* [Enunciado]
Reproduza sem nenhuma alteração, do texto sobre as negociações com o FMI, o trecho que vai de "Ditadas pela crise" até "Rússia em 1996.", incluindo esses dois pontos.

=== Fonte ===

Para especialista, negociações do Brasil misturam elementos de acordos feitos com Rússia e Coréia do Sul no passado

Novo acordo deve abrir precedente no FMI

MARCIO AITH
DE WASHINGTON

Ditadas pela crise econômica e pelo compasso eleitoral, as negociações entre o FMI (Fundo Monetário Internacional) e o governo brasileiro deverão abrir um precedente na instituição e serão lembradas como uma espécie de mistura entre o caso sul-coreano de 1997 e o da Rússia em 1996.
Essa é a opinião de Paul Blustein, 50, jornalista do "The Washington Post". Blustein escreveu o livro "The Chastening - Inside the Crisis that Rocked the Global Financial System and Humbled the IMF" (O Castigo - Por Dentro da Crise que Abalou o Sistema Financeiro e Humilhou o FMI), ainda não lançado no Brasil. O livro trata do fracasso dos programas de ajuste do Fundo durante as crises na década de 90.
Em fevereiro de 1996, cinco meses antes das eleições presidenciais que derrotaram os comunistas e reelegeram o presidente Boris Ieltsin, o FMI fechou com o Kremlin um programa de ajuda no valor de US$ 10 bilhões, com duração de três ano, sem pedir autorização nem sinalização aos candidatos de oposição. Ieltsin era o candidato da Casa Branca e acabou ganhando as eleições.

=== Amostra de dados ===

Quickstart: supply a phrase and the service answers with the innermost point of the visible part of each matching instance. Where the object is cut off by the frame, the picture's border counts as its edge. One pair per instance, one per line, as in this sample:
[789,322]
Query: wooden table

===

* [Resposta]
Ditadas pela crise econômica e pelo compasso eleitoral, as negociações entre o FMI (Fundo Monetário Internacional) e o governo brasileiro deverão abrir um precedente na instituição e serão lembradas como uma espécie de mistura entre o caso sul-coreano de 1997 e o da Rússia em 1996.